INSTRUCTIONS TO FOLLOW: Nothing but the lines from the one containing "Target: overcast sky" to the end of the material should be returned, each exactly as written.

───── STORED DATA ─────

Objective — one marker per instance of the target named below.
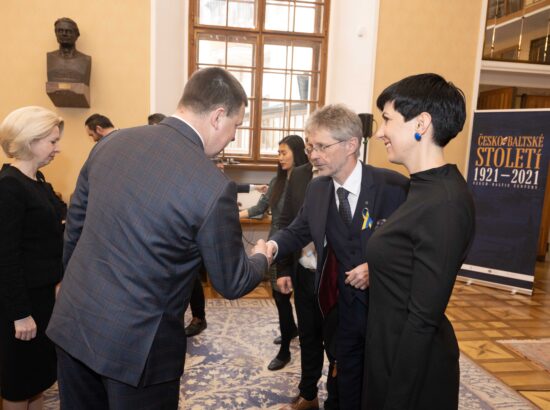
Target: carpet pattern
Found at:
(537, 350)
(226, 366)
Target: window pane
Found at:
(211, 52)
(305, 19)
(298, 115)
(302, 58)
(241, 145)
(269, 144)
(294, 16)
(275, 56)
(278, 15)
(301, 84)
(273, 114)
(245, 77)
(212, 12)
(240, 54)
(275, 85)
(242, 13)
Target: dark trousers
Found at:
(83, 389)
(197, 301)
(350, 352)
(286, 320)
(310, 332)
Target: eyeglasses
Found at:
(320, 148)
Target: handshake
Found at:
(268, 248)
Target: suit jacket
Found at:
(384, 190)
(149, 207)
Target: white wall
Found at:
(169, 51)
(351, 55)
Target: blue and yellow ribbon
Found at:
(367, 220)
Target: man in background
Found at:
(98, 126)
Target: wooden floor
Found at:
(481, 316)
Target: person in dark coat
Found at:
(411, 359)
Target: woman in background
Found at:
(291, 154)
(412, 354)
(31, 244)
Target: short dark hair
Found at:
(96, 120)
(155, 118)
(429, 93)
(70, 21)
(211, 88)
(297, 146)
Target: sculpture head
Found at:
(66, 32)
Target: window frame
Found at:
(255, 160)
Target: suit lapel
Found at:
(366, 203)
(319, 219)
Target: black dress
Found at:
(31, 238)
(412, 354)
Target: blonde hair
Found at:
(342, 123)
(25, 125)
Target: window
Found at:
(277, 50)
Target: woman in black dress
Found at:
(412, 354)
(291, 155)
(31, 235)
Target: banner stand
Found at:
(507, 172)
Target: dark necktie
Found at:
(344, 210)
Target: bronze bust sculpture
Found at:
(68, 69)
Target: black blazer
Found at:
(31, 235)
(385, 191)
(148, 209)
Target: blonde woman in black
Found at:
(31, 240)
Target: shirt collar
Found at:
(190, 126)
(353, 183)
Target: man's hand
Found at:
(358, 277)
(25, 329)
(262, 189)
(272, 249)
(261, 247)
(284, 283)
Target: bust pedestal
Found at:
(75, 95)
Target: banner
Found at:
(507, 175)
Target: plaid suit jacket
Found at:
(148, 207)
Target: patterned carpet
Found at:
(226, 366)
(537, 351)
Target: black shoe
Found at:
(277, 364)
(279, 339)
(195, 327)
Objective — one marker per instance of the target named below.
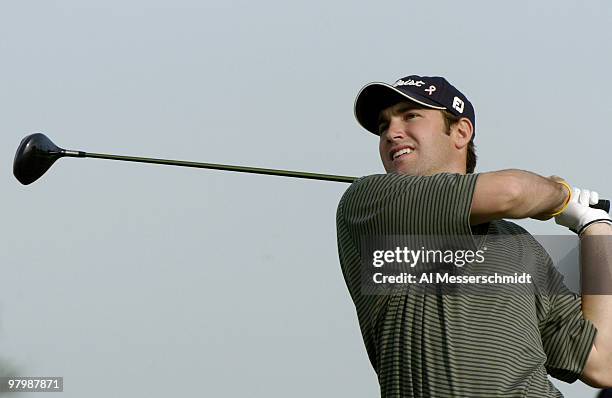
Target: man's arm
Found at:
(596, 275)
(515, 194)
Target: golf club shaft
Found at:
(214, 166)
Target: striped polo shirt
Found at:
(462, 345)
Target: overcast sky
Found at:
(143, 280)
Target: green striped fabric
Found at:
(425, 345)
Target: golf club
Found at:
(37, 153)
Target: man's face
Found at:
(414, 141)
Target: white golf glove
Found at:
(578, 215)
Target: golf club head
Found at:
(35, 154)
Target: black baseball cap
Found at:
(433, 92)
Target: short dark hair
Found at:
(470, 161)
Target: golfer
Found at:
(467, 345)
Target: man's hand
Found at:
(578, 215)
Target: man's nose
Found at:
(395, 129)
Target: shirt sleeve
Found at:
(567, 337)
(395, 204)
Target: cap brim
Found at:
(374, 97)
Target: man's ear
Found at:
(462, 132)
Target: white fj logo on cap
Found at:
(458, 104)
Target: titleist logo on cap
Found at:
(409, 82)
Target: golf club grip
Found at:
(603, 204)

─────

WRITTEN SOLUTION:
Target: overcast sky
Found at:
(143, 280)
Target: green striped fabric
Found at:
(425, 345)
Target: golf club
Found at:
(37, 153)
Target: man's face
Found at:
(414, 141)
Target: white golf glove
Found at:
(578, 215)
Target: golf club head
Found at:
(35, 154)
Target: black baseball cap
Found at:
(433, 92)
Target: short dark hair
Found at:
(470, 161)
Target: golfer
Found at:
(467, 345)
Target: man's hand
Found at:
(578, 215)
Target: man's nose
Found at:
(395, 129)
Target: shirt sleeve
Found at:
(567, 337)
(395, 204)
Target: cap brim
Found at:
(374, 97)
Target: man's ear
Found at:
(462, 132)
Target: white fj logo on cap
Found at:
(458, 104)
Target: titleist logo on cap
Found at:
(409, 82)
Target: golf club grip
Found at:
(603, 204)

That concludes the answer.